*REQUIRED WORK*
Copy every line of the records below verbatim, with no changes.

*RECORDS TO PROCESS*
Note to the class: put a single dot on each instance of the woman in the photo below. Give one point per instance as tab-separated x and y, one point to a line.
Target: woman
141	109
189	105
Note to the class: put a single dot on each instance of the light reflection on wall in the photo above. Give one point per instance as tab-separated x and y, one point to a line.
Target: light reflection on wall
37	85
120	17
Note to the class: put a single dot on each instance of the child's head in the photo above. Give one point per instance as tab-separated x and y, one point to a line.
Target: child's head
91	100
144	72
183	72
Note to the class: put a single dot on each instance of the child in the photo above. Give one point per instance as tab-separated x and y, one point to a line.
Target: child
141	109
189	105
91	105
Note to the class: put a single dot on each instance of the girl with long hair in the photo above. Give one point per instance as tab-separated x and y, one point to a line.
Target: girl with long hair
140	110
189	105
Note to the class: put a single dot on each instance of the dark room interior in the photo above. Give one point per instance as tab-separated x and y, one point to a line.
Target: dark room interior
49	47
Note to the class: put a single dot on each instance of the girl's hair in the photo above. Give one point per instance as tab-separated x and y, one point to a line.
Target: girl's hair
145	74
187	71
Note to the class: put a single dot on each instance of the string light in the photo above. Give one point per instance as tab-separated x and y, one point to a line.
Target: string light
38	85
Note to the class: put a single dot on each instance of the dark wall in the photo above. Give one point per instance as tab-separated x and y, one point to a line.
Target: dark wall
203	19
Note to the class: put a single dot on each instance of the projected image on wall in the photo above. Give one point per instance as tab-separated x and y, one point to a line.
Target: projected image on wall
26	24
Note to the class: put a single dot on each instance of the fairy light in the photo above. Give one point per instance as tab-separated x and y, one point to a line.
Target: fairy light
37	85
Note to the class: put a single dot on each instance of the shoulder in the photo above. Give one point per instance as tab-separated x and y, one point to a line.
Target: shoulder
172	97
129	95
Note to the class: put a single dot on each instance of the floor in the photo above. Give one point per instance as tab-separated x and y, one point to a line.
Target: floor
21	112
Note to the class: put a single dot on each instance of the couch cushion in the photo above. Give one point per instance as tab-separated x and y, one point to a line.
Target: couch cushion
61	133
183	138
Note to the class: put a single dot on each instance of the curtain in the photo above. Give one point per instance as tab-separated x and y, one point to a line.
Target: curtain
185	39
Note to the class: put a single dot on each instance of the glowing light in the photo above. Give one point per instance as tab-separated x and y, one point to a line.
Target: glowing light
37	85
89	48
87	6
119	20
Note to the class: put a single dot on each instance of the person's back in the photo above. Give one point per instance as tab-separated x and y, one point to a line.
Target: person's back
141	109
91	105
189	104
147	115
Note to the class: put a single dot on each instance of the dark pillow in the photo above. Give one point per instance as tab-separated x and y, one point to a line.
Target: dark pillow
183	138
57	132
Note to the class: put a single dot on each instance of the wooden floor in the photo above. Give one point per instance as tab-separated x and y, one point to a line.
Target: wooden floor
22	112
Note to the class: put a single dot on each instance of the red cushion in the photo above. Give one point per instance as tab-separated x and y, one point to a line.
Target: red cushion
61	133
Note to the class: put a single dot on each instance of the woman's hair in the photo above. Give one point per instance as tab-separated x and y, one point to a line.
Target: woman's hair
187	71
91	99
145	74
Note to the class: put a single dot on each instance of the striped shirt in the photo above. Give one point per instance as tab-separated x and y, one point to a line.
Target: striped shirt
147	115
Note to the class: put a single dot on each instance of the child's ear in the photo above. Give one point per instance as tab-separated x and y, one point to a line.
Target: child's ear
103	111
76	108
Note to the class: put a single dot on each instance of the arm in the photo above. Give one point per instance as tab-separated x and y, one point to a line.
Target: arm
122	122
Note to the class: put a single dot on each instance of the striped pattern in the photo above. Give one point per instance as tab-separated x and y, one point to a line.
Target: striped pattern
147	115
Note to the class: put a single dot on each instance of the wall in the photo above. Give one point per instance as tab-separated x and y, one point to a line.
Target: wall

*EXPECTED OUTPUT*
Note to the class: put a single dot on each instance of the woman in the photo below. Give one point per instance as tab-separated x and y, one point to a line.
Target: woman
141	109
189	105
Note to the class: put a single dot on each instance of the light reflection on wall in the photo above. Give one point per instance as tab-separated x and y, one point to a line.
Target: light reflection on wall
37	85
120	17
Note to the class: put a single dot on each instance of the child's head in the photo above. Give one point per instance as tab-separated x and y, one point to a line.
Target: child's head
91	100
144	72
183	72
Note to the class: put a single dot on each instance of the child in the photo above. Give one point per instance as tab-separated x and y, one point to a line.
Target: child
141	109
189	105
91	105
Note to the class: put a single dot on each instance of the girl with long hair in the photo above. Give one point per instance as tab-separated x and y, one point to a line.
Target: girl with long hair
140	110
189	105
Note to the class: put a single dot on each instance of the dark room interior in the photo above. Give one point per instance as tab-separated x and y, one point to a line.
Target: dark room interior
49	47
Note to the class: put a single dot on each instance of the girl's hair in the photo above. Give one point per instance as tab-separated x and y, one point to a line.
Target: girl's hair
145	74
187	71
Note to the class: put a single dot on each instance of the string light in the photo above. Give one point per instance as tab-separated x and y, one point to a line.
Target: string light
38	85
Note to the class: put a single dot on each instance of the dark wall in the photo above. Give one point per instance as tab-separated x and y, one point to a line.
Target: dark wall
203	19
Note to the class: put a single dot on each instance of the projected image on wall in the photo above. Give one point per instance as tab-separated x and y, one point to a line.
Target: projected image on wall
26	24
Note to the class: put a single dot on each instance of the fairy light in the photo above. Give one point per instance as tab-separated x and y, one point to a line.
Target: fairy light
37	85
Note to the class: put a single dot on each instance of the shoulder in the photo above. Give one point per instance as tab-separated x and y, one point to a line.
Target: shoulder
172	97
129	95
Note to the class: put a single dot on each instance of the floor in the photo above. Give one point per instance as tab-separated x and y, one point to a line.
Target: floor
21	112
Note to the class: put a single dot on each instance of the couch cushion in the photo above. Give one point per instance as tab-separated x and y, one point to a line.
Target: couch cushion
61	133
183	138
Note to the class: put a single dot on each instance of the curtain in the photo above. Give one point per instance as tab-separated x and y, one point to a line.
Target: curtain
185	39
Note to the class: put a single dot on each instance of the glowing light in the photo above. Give one point per instance as tab-separated x and y, one point to a line.
Target: glowing light
37	85
89	48
87	6
119	20
Note to the class: put a single dot on each instance of the person's back in the photo above. Give one point per instance as tab-separated x and y, one point to a line.
Target: person's back
141	109
91	105
189	104
147	115
Note to the class: put a single dot on each instance of the dark pillow in the photo above. Give one point per instance as tab-separated x and y, one point to a line.
Target: dark pillow
183	138
57	132
Note to the class: put a single dot on each instance of the wooden floor in the photo above. Give one point per instance as tab-separated x and y, one point to a line.
Target: wooden floor
22	112
Note to the class: put a single dot on each instance of the red cushion in the photo above. Give one point per instance as tab-separated x and y, one point to a line.
Target: red cushion
61	133
Note to the class: put a single dot on each instance of the woman's hair in the photo above. Give one point per instance as tab-separated x and y, one point to a line.
Target: woman's hair
187	71
91	99
145	74
Note to the class: put a single dot on each instance of the striped shirt in the photo above. Give one point per instance as tab-separated x and y, one point to a line.
Target: striped shirt
147	115
Note to the class: put a single dot on each instance of the child's ear in the photo above. Give one point per instance as tab-separated x and y, one point to a line.
Target: child's ear
103	111
76	108
Note to the class: put a single dot on each instance of the arm in the photo above. Give one point per instance as tab-separated x and y, one point to a line.
Target: arm
122	122
Note to the class: put a single dot on each instance of the striped pattern in the photo above. Give one point per instance as tab-separated x and y, one point to a line.
Target: striped pattern
147	115
Note to the class: put a single dot on each instance of the wall in the photo above. Give one point per instance as tab-separated x and y, one point to a line.
Target: wall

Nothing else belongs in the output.